• **DATA FOR ANALYSIS**
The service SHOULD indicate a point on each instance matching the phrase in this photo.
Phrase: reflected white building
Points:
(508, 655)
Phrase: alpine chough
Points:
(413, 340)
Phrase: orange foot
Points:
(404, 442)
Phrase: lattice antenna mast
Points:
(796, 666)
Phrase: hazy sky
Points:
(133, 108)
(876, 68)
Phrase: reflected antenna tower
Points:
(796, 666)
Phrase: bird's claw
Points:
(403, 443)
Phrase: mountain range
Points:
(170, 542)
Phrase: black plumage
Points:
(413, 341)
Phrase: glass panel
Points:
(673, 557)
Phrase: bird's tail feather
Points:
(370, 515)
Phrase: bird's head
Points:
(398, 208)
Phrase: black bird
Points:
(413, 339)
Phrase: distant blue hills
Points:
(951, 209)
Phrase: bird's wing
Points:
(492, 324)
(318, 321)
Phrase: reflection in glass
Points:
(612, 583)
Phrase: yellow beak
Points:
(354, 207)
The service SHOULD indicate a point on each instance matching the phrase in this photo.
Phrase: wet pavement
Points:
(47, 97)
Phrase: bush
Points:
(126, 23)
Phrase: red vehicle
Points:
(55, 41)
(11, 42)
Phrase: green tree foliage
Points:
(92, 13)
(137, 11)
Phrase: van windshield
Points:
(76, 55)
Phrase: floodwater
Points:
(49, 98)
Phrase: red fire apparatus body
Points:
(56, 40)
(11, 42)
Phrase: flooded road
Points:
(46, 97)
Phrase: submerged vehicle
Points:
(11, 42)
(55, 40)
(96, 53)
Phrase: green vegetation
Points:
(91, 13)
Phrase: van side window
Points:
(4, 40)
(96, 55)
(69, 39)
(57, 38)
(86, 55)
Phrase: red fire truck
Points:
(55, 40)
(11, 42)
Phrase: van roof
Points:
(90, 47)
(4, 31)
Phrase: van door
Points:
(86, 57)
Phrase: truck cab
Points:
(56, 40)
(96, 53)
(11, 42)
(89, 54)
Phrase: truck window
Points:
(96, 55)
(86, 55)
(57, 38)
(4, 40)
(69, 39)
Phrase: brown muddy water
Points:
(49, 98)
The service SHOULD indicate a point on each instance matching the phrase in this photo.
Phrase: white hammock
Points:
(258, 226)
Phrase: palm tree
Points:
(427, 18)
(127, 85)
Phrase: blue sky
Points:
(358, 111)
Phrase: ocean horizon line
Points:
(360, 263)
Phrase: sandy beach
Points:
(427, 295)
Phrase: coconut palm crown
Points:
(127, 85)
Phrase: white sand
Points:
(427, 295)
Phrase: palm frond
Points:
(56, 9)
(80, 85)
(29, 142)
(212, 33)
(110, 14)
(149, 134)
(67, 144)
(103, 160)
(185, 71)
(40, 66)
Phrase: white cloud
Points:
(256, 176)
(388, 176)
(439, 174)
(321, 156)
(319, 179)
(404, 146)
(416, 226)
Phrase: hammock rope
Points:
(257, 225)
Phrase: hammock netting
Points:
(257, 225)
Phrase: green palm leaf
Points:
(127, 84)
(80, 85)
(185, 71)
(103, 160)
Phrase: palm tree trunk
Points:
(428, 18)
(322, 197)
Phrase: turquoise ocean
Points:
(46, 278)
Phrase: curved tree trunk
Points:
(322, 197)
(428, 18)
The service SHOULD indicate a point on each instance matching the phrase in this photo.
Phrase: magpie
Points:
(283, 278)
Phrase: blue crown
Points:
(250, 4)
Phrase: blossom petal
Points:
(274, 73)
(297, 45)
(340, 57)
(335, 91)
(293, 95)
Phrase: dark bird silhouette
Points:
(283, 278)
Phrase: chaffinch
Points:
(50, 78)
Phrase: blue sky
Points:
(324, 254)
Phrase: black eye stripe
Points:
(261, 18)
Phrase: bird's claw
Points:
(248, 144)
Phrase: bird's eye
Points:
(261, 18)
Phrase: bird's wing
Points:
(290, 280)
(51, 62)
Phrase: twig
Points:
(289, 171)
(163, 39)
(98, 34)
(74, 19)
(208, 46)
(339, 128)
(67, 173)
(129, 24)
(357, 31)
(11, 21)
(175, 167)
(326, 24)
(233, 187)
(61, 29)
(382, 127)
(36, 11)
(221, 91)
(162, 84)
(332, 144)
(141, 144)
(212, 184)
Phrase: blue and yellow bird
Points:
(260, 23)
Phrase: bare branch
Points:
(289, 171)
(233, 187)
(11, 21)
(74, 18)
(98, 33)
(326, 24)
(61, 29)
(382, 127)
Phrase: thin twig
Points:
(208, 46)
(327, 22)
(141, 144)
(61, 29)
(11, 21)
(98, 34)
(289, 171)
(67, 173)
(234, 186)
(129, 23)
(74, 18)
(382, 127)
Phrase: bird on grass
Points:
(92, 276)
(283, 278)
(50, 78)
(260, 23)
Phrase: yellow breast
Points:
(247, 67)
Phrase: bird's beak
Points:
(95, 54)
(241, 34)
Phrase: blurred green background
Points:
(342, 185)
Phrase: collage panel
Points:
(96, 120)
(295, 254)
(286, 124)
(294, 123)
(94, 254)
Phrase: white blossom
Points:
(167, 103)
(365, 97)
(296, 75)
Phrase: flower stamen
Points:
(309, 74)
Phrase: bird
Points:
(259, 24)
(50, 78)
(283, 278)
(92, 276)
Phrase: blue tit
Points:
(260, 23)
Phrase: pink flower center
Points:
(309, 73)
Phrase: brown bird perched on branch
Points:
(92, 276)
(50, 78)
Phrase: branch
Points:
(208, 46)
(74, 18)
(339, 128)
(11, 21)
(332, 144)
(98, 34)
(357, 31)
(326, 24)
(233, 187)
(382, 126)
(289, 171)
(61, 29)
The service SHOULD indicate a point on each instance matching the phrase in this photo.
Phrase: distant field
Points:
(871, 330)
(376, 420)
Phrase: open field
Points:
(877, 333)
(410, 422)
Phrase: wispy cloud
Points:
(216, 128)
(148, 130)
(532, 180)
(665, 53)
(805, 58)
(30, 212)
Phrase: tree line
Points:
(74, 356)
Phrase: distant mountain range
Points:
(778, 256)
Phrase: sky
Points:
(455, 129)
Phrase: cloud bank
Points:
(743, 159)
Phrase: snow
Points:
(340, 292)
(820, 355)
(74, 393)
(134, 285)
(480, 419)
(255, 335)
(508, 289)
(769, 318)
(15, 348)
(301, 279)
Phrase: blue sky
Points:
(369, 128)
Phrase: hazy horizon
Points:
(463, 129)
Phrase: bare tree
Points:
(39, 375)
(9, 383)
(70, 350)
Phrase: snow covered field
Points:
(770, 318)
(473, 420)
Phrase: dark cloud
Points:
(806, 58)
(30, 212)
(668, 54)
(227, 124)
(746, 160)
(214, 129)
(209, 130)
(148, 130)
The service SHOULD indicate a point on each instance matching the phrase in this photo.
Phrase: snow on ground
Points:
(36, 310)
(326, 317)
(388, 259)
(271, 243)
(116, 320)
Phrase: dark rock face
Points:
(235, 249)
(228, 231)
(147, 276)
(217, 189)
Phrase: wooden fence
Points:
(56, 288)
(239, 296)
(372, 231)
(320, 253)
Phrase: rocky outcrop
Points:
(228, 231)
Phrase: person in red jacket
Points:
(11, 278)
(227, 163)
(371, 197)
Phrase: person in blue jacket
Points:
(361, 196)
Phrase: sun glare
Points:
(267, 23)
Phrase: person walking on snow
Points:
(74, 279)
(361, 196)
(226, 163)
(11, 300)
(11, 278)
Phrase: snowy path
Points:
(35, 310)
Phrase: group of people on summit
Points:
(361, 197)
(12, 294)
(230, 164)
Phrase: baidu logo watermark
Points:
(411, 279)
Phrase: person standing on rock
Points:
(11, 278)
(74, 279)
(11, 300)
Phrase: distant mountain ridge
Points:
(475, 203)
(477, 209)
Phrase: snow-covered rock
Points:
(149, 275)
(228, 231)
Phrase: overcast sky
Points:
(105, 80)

• **WHAT THE TASK REQUIRES**
Isolate the lines above that contain the word "window" and copy them.

• **EXPECTED ANSWER**
Phrase: van side window
Phrase: truck window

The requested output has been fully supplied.